(Excerpt provided):
--------------------------------------------------
# Harbor view marina fork lift in the water?



## catchin em (Mar 10, 2011)

Heard harbor view had there fork lift take a dip in the water this morning, anyone else heard about this?


----------



## cody&ryand (Oct 3, 2007)

Ouch would love pics and the story on this.....


----------



## J0nesi (Jun 22, 2011)

pics would be great!!


----------



## swhiting (Oct 4, 2007)




----------



## BananaTom (Feb 16, 2008)

Was he looking for a lost propeller?

Sealark couldn't find it either.


----------



## FishinFool (Oct 2, 2007)

There's got to be security camera video of this!


----------



## MrFish (Aug 21, 2009)

...


----------



## Just Lingin It (Jun 13, 2015)
--------------------------------------------------
(Exercise prompt): Repeat the stretch of the forklift thread from "Heard harbor view" through "story on this.....".

Excerpts from a location annotation dataset
--------------------------------------------------
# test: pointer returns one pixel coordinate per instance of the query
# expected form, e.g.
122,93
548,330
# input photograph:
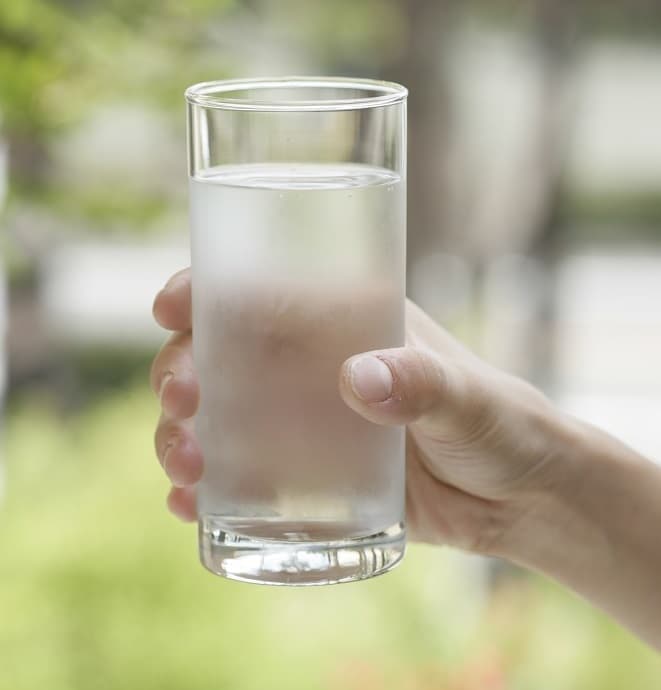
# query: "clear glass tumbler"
298,243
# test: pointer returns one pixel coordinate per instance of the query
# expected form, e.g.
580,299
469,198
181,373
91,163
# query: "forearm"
598,530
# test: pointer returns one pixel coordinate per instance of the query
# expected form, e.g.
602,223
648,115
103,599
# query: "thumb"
400,386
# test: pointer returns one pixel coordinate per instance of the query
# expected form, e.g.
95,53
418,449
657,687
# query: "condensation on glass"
298,237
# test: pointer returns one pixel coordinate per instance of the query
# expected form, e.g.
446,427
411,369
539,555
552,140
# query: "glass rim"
209,94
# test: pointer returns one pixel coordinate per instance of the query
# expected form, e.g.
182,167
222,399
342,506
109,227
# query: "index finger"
172,305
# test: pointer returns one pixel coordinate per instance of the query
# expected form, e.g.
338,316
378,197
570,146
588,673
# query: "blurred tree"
58,58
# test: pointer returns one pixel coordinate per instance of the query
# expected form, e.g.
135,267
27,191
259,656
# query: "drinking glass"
298,244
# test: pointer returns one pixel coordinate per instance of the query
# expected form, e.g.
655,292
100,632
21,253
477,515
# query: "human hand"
479,441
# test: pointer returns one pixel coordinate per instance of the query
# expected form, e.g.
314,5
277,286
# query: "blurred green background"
535,235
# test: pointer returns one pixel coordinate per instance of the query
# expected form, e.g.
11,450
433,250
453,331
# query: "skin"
493,467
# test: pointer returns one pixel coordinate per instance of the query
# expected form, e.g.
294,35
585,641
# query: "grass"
101,589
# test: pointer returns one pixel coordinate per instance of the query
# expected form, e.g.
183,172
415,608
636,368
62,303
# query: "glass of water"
298,245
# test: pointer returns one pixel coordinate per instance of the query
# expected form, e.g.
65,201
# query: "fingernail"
371,379
166,378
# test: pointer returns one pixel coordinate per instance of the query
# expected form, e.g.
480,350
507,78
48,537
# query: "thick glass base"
297,561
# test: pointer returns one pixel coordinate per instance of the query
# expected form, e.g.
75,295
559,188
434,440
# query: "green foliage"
58,58
102,589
--------------------------------------------------
(In response):
Heard harbor view had there fork lift take a dip in the water this morning, anyone else heard about this?


----------



## cody&ryand (Oct 3, 2007)

Ouch would love pics and the story on this.....